(Photo object pointing records)
>> Start

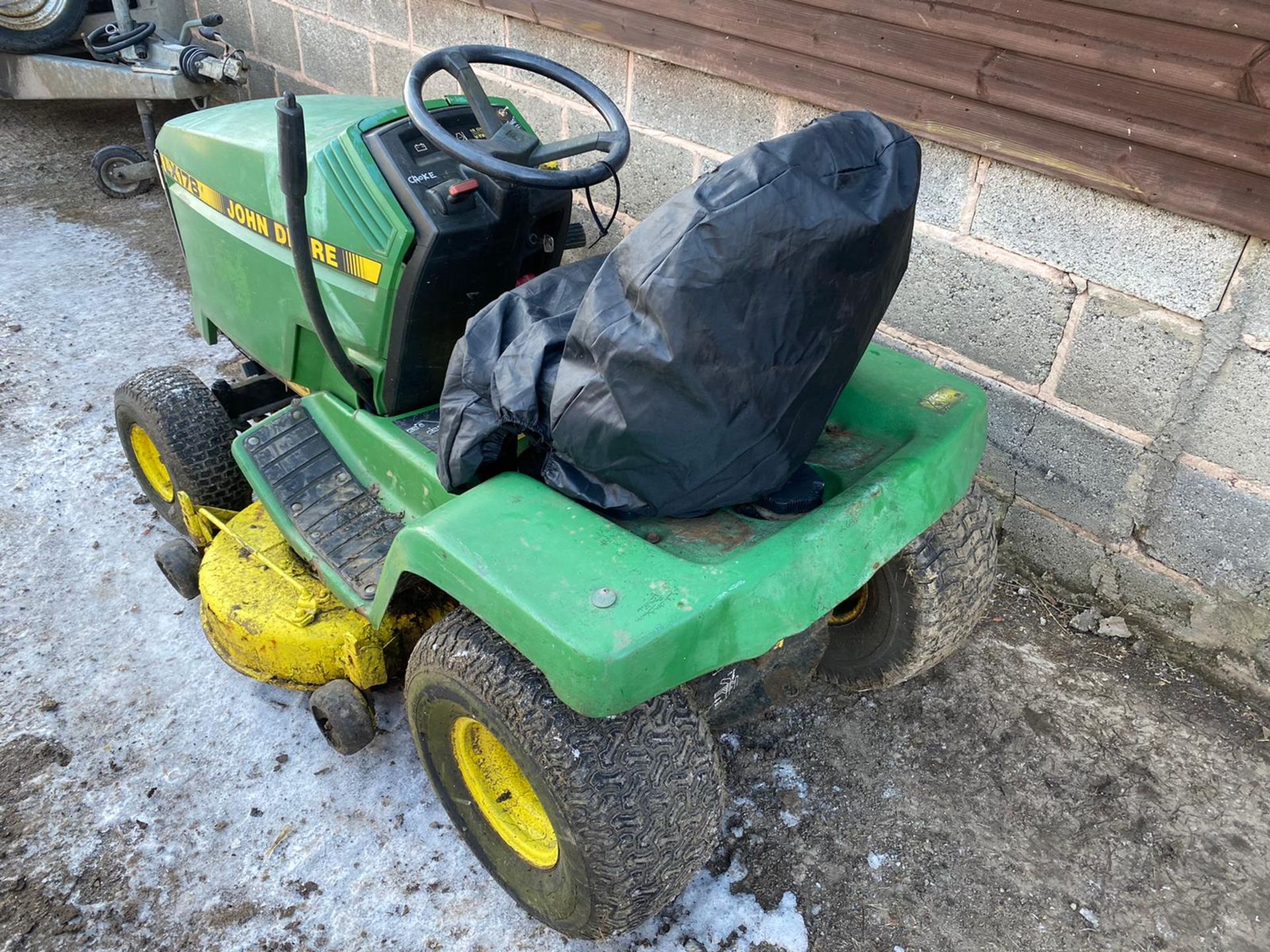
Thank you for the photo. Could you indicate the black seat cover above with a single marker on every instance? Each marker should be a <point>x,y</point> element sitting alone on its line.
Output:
<point>697,365</point>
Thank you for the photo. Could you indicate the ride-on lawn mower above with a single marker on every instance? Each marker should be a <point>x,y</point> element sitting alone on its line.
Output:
<point>563,664</point>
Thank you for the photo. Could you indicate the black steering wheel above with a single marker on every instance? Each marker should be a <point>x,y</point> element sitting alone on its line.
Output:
<point>509,153</point>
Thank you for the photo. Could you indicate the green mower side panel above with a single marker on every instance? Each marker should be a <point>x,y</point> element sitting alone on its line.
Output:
<point>693,596</point>
<point>220,171</point>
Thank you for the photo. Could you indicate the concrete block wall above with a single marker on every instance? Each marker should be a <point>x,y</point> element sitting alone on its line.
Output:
<point>1126,350</point>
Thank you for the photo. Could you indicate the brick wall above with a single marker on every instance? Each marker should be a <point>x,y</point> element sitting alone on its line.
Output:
<point>1126,350</point>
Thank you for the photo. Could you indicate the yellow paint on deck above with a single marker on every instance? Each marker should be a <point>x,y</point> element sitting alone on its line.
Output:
<point>503,793</point>
<point>151,462</point>
<point>248,614</point>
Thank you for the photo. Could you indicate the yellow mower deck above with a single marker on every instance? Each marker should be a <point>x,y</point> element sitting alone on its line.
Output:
<point>270,617</point>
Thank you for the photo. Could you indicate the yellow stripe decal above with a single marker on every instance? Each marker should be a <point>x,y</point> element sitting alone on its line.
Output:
<point>339,258</point>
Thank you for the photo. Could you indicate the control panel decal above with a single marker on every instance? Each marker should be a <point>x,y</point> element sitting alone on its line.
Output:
<point>332,255</point>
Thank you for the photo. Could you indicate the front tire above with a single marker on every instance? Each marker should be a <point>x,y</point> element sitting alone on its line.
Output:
<point>178,438</point>
<point>591,824</point>
<point>920,607</point>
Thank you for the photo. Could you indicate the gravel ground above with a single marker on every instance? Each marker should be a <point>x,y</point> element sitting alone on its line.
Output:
<point>1043,790</point>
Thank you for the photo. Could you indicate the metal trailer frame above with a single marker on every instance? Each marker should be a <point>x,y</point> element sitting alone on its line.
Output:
<point>158,66</point>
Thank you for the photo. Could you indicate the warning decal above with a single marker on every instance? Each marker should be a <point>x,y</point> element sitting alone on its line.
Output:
<point>333,257</point>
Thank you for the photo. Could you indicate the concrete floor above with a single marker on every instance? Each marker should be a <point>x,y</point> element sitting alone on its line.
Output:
<point>1042,790</point>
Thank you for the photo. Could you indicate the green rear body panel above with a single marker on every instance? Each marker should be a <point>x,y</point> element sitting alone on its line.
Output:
<point>713,590</point>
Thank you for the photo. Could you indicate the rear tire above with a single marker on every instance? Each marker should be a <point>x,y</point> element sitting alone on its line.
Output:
<point>56,22</point>
<point>920,607</point>
<point>178,438</point>
<point>591,824</point>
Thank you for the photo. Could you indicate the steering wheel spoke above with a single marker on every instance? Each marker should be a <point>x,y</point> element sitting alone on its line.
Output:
<point>458,66</point>
<point>509,153</point>
<point>577,145</point>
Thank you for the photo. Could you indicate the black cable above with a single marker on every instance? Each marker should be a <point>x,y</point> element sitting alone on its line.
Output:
<point>595,215</point>
<point>117,41</point>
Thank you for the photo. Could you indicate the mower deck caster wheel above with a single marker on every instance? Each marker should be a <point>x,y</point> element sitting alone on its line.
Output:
<point>343,715</point>
<point>179,561</point>
<point>107,163</point>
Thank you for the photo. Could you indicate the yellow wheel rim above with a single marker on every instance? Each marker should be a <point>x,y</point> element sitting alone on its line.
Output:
<point>850,610</point>
<point>151,463</point>
<point>503,793</point>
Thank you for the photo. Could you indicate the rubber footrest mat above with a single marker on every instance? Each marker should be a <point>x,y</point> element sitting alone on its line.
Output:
<point>335,514</point>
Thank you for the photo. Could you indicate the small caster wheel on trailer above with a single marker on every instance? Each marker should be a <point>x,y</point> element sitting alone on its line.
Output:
<point>920,607</point>
<point>111,172</point>
<point>591,824</point>
<point>177,437</point>
<point>343,715</point>
<point>179,561</point>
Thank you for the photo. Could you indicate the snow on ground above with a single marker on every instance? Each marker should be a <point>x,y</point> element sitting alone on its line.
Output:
<point>206,807</point>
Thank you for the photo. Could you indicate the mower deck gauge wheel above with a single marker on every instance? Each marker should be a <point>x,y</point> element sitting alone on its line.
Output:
<point>179,561</point>
<point>343,715</point>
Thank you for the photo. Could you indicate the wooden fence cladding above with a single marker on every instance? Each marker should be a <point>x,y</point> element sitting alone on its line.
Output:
<point>1166,102</point>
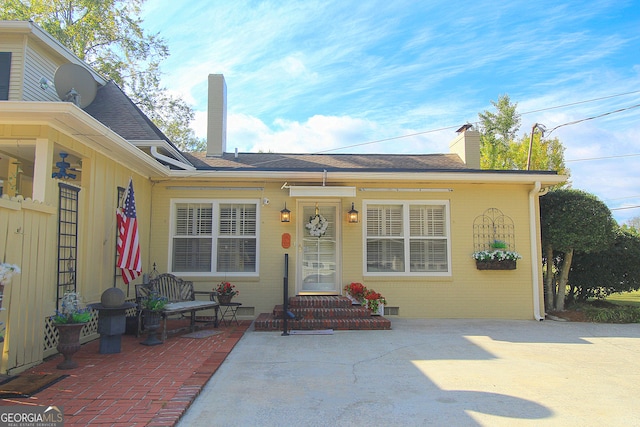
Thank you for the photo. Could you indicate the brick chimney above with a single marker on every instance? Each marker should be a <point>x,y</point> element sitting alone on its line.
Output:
<point>467,146</point>
<point>217,116</point>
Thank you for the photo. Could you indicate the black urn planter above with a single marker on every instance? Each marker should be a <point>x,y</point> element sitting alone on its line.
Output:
<point>151,322</point>
<point>68,343</point>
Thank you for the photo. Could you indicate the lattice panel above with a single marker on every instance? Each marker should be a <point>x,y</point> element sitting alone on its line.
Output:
<point>490,226</point>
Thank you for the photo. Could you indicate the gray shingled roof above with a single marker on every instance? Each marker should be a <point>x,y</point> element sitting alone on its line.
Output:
<point>113,108</point>
<point>329,162</point>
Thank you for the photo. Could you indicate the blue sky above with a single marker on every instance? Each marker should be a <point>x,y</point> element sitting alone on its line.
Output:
<point>309,76</point>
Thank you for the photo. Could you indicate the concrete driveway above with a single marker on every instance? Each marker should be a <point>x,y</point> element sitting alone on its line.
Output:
<point>430,372</point>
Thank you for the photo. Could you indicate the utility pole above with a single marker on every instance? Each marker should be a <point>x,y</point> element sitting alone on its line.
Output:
<point>542,129</point>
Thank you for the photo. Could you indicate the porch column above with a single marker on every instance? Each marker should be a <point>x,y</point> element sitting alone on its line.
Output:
<point>42,167</point>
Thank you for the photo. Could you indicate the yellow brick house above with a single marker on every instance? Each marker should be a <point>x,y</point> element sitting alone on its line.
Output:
<point>405,225</point>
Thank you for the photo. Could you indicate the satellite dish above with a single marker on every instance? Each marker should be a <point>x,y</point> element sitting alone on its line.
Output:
<point>75,84</point>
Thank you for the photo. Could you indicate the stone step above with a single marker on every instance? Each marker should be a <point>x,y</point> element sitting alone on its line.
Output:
<point>324,313</point>
<point>320,301</point>
<point>267,322</point>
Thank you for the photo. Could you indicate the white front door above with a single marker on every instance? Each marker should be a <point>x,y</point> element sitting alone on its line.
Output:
<point>319,249</point>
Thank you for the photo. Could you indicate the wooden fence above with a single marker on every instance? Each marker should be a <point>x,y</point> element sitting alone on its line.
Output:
<point>28,238</point>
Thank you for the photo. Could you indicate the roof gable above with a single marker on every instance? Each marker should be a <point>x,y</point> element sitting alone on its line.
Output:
<point>114,109</point>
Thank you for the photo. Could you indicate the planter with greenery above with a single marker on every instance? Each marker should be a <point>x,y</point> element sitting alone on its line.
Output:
<point>497,258</point>
<point>69,321</point>
<point>152,306</point>
<point>225,291</point>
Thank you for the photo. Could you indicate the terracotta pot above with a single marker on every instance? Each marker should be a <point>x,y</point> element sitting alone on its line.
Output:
<point>68,343</point>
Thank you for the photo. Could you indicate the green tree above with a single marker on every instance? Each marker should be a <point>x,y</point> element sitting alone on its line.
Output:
<point>571,220</point>
<point>616,269</point>
<point>632,225</point>
<point>546,154</point>
<point>498,129</point>
<point>500,149</point>
<point>108,35</point>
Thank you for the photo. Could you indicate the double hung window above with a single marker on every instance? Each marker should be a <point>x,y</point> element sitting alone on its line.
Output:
<point>214,236</point>
<point>407,238</point>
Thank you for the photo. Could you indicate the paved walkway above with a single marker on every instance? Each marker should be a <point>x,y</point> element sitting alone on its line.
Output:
<point>430,372</point>
<point>422,372</point>
<point>139,386</point>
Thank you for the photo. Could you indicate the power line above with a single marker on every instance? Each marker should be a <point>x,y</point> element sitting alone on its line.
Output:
<point>457,126</point>
<point>581,102</point>
<point>626,207</point>
<point>594,117</point>
<point>602,158</point>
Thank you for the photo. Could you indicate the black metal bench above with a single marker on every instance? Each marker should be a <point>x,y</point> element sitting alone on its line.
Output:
<point>181,299</point>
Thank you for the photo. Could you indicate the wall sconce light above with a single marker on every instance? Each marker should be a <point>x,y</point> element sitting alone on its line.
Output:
<point>285,214</point>
<point>352,215</point>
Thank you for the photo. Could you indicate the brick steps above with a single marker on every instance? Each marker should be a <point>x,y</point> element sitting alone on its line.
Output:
<point>322,312</point>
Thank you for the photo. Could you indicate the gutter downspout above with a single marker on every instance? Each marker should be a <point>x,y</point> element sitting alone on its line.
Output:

>> End

• Task objective:
Copy out word for word the stretch of the material from the line containing "Thank you for the photo. Could you indicate the stone" through the line containing "<point>28,238</point>", with both of those lines included.

• Reply to the exercise:
Thank you for the photo. Could you indicate the stone step above with a single marker on every instance? Each marker should be a <point>x,y</point> element sitting alone on its line.
Output:
<point>324,313</point>
<point>320,301</point>
<point>267,322</point>
Thank you for the photo. Could you indicate the white front door above with a single marker on every instance? Each marker should be a <point>x,y</point> element sitting alone on its line.
Output:
<point>319,249</point>
Thank you for the photo. Could you indicate the wooden fence above with a single marker on every instance? Each marker should be a <point>x,y</point> element sitting alone on its line.
Output:
<point>28,238</point>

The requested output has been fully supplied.